[Material provided Boundary: Start]

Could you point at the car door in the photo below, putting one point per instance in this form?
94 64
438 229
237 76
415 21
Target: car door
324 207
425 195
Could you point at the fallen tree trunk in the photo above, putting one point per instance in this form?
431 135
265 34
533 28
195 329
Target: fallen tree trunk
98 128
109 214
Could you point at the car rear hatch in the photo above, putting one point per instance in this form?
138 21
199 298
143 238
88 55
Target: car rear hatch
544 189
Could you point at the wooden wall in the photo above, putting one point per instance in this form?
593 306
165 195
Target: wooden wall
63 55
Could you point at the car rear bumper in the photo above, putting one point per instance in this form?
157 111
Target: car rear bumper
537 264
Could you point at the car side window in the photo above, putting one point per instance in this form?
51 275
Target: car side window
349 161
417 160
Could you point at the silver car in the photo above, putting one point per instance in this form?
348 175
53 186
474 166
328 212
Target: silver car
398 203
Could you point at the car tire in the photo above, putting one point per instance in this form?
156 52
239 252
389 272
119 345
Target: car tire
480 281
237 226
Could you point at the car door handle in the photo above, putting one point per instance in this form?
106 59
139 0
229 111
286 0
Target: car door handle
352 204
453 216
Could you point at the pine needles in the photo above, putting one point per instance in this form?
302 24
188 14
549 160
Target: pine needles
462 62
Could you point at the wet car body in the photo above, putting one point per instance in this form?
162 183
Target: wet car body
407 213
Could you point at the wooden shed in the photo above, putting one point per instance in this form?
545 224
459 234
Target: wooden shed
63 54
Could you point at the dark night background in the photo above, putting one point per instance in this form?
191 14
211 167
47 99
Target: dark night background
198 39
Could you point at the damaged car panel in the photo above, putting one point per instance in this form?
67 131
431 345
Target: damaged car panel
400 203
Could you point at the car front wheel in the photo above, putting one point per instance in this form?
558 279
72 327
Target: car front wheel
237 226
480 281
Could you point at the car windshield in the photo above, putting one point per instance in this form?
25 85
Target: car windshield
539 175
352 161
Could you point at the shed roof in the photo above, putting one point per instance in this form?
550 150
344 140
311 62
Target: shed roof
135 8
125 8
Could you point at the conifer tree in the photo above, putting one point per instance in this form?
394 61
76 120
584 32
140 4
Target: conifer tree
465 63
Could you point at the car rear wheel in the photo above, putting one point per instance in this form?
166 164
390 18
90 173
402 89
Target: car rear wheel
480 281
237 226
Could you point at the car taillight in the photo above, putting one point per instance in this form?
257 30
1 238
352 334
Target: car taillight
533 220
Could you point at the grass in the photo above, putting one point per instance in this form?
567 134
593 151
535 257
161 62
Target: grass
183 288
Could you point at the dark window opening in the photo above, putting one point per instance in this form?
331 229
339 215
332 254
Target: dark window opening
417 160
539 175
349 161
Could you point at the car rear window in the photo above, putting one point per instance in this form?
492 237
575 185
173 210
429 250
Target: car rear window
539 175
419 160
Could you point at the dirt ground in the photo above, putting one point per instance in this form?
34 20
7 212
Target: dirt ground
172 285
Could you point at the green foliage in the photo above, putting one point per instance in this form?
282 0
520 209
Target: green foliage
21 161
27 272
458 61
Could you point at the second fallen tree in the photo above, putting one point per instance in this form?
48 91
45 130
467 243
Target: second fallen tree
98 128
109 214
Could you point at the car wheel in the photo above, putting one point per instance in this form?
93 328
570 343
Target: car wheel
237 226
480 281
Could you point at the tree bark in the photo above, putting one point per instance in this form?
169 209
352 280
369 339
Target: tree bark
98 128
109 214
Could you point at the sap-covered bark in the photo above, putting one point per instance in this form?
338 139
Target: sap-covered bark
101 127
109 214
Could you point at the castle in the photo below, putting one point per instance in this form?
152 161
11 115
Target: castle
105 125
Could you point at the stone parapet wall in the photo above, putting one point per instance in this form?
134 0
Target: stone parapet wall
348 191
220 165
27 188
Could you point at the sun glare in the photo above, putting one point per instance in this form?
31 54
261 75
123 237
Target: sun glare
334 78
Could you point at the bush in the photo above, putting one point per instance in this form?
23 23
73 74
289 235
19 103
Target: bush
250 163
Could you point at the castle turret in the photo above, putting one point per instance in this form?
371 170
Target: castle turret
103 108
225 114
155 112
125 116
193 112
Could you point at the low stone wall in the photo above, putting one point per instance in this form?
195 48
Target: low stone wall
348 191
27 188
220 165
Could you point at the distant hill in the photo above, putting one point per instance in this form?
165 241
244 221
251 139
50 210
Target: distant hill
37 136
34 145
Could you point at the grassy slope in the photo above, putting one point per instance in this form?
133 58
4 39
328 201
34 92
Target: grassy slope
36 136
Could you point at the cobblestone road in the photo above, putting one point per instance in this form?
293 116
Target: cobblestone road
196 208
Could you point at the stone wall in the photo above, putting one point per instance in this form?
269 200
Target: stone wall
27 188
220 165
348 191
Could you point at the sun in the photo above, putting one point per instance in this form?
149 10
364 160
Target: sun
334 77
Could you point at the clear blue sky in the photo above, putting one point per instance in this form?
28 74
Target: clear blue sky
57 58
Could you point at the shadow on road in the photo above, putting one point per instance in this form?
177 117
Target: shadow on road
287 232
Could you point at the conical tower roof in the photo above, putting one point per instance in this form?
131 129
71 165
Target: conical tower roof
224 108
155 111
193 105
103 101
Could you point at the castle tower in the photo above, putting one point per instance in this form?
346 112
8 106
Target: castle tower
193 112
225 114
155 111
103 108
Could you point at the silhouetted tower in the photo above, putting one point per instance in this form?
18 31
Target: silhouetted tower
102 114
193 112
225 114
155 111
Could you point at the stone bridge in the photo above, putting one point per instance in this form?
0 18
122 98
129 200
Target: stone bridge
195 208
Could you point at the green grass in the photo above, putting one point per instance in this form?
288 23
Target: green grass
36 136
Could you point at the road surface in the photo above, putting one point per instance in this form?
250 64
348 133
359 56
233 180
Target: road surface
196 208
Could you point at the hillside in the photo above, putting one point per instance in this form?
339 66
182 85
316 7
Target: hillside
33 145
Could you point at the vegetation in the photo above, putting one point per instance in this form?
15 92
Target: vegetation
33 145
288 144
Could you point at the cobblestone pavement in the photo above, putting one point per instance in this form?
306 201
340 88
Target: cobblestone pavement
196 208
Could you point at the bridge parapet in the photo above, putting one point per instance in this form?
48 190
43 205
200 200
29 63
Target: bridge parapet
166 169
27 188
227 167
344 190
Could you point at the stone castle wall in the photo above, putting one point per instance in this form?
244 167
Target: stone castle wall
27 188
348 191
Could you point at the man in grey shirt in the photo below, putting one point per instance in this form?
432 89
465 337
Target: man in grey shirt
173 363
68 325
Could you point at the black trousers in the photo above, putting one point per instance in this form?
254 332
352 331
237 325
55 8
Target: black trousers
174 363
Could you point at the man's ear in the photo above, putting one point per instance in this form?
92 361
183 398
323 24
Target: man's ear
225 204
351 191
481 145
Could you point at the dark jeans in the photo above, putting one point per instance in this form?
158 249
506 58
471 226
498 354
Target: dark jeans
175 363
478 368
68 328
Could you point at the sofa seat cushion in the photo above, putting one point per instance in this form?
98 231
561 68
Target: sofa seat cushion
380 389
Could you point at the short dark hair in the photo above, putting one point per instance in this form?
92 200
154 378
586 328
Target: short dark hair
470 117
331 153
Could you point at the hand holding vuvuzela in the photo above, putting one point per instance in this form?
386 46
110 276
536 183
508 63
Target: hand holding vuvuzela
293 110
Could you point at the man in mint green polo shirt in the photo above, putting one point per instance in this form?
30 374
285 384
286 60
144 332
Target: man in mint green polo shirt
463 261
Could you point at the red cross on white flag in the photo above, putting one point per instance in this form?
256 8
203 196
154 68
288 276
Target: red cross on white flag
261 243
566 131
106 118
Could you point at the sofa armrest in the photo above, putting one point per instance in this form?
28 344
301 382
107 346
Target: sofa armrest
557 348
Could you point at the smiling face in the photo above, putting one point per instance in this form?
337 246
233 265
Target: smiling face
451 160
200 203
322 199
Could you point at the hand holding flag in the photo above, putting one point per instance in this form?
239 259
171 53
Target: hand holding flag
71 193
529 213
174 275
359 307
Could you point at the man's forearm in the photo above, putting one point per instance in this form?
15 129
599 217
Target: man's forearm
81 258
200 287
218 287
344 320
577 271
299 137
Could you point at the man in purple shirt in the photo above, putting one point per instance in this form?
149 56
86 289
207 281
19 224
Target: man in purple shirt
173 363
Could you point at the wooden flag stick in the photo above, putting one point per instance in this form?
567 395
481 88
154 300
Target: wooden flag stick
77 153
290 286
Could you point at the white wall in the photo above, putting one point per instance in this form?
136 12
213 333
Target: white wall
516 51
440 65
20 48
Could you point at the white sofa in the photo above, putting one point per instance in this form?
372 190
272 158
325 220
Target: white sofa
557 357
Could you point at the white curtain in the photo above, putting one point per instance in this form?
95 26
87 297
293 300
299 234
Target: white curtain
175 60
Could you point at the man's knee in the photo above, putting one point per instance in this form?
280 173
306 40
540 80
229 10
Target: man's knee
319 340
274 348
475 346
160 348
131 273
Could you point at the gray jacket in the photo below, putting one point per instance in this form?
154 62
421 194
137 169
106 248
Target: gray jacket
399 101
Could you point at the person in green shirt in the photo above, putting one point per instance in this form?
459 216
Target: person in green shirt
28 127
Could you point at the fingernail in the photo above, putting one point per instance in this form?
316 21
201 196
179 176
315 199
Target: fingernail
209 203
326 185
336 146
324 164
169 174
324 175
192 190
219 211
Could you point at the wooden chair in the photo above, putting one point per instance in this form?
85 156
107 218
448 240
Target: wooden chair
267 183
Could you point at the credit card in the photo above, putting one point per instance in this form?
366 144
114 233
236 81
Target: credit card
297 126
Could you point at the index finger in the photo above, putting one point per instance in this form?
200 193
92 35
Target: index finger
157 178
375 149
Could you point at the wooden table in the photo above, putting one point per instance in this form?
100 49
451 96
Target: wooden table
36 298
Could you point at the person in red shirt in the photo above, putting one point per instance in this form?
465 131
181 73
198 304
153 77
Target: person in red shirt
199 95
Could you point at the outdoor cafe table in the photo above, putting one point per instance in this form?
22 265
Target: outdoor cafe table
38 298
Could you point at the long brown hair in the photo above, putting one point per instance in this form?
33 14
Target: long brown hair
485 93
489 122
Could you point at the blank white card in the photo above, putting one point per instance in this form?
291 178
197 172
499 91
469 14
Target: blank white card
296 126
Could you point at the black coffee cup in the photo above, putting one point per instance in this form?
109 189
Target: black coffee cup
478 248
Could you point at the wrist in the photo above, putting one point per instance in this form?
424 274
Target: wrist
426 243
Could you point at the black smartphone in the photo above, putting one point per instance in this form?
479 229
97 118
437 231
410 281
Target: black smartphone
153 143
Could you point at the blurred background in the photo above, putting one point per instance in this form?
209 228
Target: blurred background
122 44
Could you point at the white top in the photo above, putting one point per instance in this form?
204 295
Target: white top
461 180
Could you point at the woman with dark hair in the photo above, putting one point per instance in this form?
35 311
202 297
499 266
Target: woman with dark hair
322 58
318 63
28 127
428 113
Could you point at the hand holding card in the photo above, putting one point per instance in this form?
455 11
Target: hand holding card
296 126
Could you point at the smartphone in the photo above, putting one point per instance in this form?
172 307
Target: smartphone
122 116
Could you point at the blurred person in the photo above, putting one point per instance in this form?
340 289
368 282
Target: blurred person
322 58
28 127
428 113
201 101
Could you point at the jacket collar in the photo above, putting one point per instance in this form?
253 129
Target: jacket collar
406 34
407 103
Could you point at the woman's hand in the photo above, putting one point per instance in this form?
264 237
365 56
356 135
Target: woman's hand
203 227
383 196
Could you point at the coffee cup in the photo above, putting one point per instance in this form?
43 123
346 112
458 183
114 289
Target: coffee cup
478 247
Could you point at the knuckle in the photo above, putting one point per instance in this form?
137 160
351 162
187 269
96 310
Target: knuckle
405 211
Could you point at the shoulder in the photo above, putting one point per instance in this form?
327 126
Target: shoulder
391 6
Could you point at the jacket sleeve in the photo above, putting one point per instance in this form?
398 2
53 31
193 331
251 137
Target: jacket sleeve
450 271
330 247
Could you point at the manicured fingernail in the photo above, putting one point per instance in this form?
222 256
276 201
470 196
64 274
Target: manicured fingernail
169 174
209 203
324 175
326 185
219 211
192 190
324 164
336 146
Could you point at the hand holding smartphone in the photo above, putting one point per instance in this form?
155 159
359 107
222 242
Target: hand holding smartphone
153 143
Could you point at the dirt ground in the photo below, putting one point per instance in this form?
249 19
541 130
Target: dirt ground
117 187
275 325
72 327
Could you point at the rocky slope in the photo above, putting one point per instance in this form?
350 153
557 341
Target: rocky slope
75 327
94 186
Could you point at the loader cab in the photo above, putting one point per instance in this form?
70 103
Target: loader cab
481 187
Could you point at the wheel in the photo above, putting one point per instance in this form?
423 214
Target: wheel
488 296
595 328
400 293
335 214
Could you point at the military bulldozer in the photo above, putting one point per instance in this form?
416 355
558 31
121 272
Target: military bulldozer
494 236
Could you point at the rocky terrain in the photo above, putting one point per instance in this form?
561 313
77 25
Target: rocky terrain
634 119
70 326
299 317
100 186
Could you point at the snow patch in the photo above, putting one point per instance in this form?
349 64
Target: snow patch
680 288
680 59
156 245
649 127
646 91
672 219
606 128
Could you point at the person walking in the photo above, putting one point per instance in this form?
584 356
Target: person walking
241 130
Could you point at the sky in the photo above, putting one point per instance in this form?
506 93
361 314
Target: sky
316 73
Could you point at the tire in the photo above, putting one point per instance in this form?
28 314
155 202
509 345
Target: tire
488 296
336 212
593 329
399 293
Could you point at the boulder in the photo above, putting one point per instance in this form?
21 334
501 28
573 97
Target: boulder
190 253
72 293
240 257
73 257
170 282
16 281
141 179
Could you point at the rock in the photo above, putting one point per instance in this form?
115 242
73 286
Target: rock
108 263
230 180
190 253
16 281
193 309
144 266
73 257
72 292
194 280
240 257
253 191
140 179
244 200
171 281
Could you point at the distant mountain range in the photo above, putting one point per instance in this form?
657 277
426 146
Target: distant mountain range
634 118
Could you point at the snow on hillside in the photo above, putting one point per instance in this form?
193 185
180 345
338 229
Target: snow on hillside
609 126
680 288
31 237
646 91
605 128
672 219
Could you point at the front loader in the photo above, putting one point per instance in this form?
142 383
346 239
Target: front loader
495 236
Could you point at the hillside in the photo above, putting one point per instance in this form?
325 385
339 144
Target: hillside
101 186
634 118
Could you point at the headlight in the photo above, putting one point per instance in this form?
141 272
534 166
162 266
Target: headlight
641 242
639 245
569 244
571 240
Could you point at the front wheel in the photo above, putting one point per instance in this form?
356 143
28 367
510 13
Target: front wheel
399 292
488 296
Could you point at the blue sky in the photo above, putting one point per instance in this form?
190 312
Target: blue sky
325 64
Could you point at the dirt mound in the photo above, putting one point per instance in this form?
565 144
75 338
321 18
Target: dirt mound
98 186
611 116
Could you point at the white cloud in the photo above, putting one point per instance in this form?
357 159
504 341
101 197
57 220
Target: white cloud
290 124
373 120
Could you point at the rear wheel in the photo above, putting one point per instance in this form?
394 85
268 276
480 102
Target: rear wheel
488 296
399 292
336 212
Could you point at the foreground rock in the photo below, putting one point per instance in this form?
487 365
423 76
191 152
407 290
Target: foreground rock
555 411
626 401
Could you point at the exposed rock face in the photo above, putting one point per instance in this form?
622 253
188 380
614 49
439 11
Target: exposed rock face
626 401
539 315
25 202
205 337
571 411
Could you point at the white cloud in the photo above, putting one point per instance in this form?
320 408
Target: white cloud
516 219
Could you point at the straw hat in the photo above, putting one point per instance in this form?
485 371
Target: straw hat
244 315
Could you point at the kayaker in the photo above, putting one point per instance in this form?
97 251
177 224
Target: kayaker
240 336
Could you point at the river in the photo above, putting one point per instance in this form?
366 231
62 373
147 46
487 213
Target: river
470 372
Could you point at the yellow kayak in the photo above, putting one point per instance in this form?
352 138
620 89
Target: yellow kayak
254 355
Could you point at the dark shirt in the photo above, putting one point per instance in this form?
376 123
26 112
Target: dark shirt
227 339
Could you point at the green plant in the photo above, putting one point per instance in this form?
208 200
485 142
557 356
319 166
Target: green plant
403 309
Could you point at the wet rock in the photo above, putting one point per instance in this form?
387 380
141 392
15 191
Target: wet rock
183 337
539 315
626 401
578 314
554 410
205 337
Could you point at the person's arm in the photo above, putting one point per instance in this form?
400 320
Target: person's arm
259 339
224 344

[Material provided Boundary: End]

Your goal:
Report every line of the data above that contains the string "below" by copying it in full.

Solution to this task:
Could you point at the car door in the photo below, putting one point per instance in this form?
Could you point at the castle in the photo below, putting one point per instance in this form?
Could you point at the man in grey shirt in the photo below, putting one point per instance in this form?
Could you point at the gray jacket in the photo below, putting one point per instance in this form?
Could you point at the dirt ground in the photo below, putting one point per instance in this form?
Could you point at the foreground rock in the photo below, putting one point per instance in this form?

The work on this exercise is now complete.